Which lines in the records below contain the word "green"? Copy each of them in full.
----- Listed records -----
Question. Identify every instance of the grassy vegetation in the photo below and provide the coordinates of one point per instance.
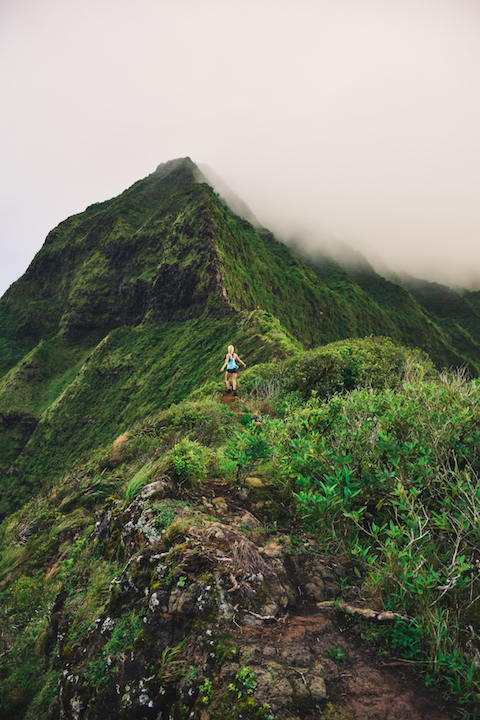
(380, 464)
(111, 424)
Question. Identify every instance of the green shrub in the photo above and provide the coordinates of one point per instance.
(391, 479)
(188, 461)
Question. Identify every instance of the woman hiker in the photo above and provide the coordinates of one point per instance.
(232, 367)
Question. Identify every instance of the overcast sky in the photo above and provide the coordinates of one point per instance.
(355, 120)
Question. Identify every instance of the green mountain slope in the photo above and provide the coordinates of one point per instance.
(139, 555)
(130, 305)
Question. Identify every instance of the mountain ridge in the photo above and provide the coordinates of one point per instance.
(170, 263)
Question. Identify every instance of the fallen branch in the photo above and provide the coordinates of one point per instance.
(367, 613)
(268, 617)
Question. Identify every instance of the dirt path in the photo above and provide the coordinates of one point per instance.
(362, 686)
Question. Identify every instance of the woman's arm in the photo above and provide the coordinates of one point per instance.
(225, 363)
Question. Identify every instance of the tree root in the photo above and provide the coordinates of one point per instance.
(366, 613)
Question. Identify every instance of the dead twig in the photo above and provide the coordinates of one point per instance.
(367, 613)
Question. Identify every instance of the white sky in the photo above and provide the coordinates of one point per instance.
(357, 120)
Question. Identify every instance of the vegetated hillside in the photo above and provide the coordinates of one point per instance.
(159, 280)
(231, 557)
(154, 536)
-----
----- Listed records -----
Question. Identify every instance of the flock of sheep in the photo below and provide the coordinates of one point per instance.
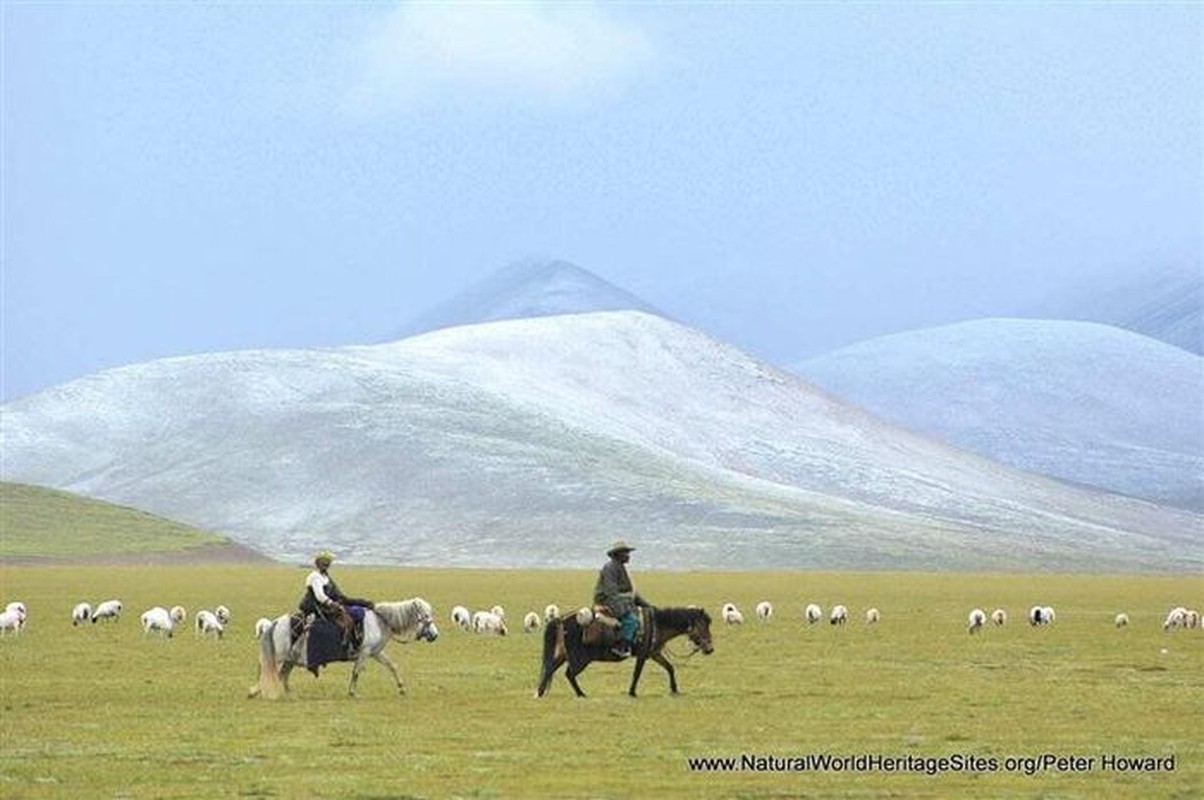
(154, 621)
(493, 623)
-----
> _Answer to this task_:
Question. Identify every instance of the green shrub in the photo above and provide the coordinates of one point per instance.
Question. Identify every instance of the green mountain slope in the photo above and provide the coordinates of one point per instance.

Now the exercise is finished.